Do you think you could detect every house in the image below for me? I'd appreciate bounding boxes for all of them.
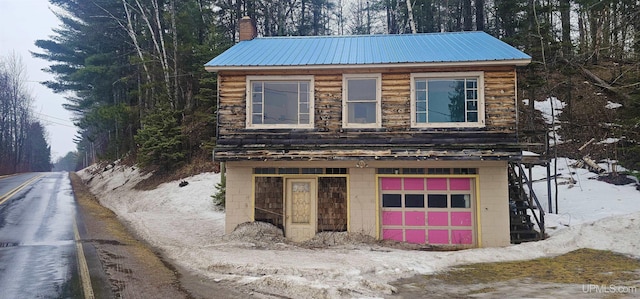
[205,17,532,248]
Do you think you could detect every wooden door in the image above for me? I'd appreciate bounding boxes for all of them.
[285,179,317,242]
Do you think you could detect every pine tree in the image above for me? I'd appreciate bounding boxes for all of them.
[53,151,79,172]
[23,122,51,172]
[134,103,186,171]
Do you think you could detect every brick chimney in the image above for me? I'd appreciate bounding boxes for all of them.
[239,16,257,41]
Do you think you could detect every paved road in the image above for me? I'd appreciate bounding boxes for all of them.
[0,172,85,298]
[0,172,249,299]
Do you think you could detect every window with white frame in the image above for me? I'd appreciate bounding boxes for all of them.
[411,72,485,128]
[342,74,381,128]
[246,76,314,128]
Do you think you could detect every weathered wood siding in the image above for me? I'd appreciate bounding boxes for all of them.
[254,177,284,229]
[317,177,348,232]
[254,176,348,232]
[216,66,519,160]
[484,70,518,129]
------------------------------------
* **Exercise aim**:
Your task is to output the material word for word while leaving out every image.

* **Solution for this exercise**:
Do you think you could detect every house in the image below for me? I'd appreciate bounding boxes for all of them.
[205,17,532,248]
Do you think you could detect every wooden door in the image above for me? I'd appreciate bounding boxes for all of them.
[285,179,317,242]
Do you think you could detect every pine tree in the image above for me? I'd appreciate bounding boxes for all of them.
[53,151,79,172]
[23,122,51,172]
[134,103,186,171]
Do you think you could detect every brick chimney in the image above for me? I'd appreciate bounding boxes for all of them.
[239,16,257,41]
Do you think you could detect every paved road in the image above for me? I'd appreciate bounding boxes for all of them.
[0,172,85,298]
[0,172,249,299]
Do you think you could detect every window with white frame in the image above for me? I'd appreciate bounding boxes for all of them.
[411,72,485,128]
[342,74,381,128]
[246,76,314,128]
Do you think you could detect every weathered wood siding in the image above for me? I'd appreciate bounding boxes for all of them.
[254,177,284,229]
[317,177,348,232]
[254,176,348,232]
[216,66,519,160]
[484,70,518,129]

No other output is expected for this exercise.